--- Provided records ---
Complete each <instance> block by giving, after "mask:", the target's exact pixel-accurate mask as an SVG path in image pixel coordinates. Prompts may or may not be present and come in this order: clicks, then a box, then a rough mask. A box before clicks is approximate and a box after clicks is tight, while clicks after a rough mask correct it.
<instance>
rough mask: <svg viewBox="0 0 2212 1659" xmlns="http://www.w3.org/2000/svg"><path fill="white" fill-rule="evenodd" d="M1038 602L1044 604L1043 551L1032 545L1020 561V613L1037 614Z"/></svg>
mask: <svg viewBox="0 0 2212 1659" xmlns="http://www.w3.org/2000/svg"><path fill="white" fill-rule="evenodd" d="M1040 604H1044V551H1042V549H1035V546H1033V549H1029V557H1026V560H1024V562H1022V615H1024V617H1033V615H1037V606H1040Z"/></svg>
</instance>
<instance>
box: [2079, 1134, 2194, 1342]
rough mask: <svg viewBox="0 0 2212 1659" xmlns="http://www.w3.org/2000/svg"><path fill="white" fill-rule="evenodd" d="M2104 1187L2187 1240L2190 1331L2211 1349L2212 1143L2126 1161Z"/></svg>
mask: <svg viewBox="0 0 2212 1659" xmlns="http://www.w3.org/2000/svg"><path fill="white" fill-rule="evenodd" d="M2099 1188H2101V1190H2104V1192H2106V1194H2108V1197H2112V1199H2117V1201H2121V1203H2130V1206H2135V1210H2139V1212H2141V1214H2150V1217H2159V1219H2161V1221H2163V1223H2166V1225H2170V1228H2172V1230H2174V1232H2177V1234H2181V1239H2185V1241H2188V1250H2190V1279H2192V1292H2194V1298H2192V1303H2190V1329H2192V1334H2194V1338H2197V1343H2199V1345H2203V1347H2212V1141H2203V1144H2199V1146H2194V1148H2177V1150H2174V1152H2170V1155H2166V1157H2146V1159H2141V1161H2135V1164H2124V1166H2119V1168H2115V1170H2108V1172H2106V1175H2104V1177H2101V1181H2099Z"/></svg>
---
◆ **Required work**: Each line from the one containing "box: [2079, 1134, 2194, 1342]" through the last line of the entries above is to be returned exactly, and no others.

◆ **Written answer**:
box: [2079, 1134, 2194, 1342]
rough mask: <svg viewBox="0 0 2212 1659" xmlns="http://www.w3.org/2000/svg"><path fill="white" fill-rule="evenodd" d="M2104 1187L2187 1240L2190 1331L2211 1349L2212 1143L2126 1161Z"/></svg>
mask: <svg viewBox="0 0 2212 1659" xmlns="http://www.w3.org/2000/svg"><path fill="white" fill-rule="evenodd" d="M2099 1188H2101V1190H2104V1192H2106V1194H2108V1197H2112V1199H2117V1201H2121V1203H2130V1206H2135V1210H2139V1212H2141V1214H2150V1217H2159V1219H2161V1221H2163V1223H2166V1225H2170V1228H2172V1230H2174V1232H2177V1234H2181V1239H2185V1241H2188V1250H2190V1279H2192V1292H2194V1298H2192V1303H2190V1329H2192V1334H2194V1338H2197V1343H2199V1345H2203V1347H2212V1141H2203V1144H2199V1146H2194V1148H2177V1150H2174V1152H2170V1155H2166V1157H2146V1159H2141V1161H2135V1164H2124V1166H2119V1168H2115V1170H2108V1172H2106V1175H2104V1177H2101V1181H2099Z"/></svg>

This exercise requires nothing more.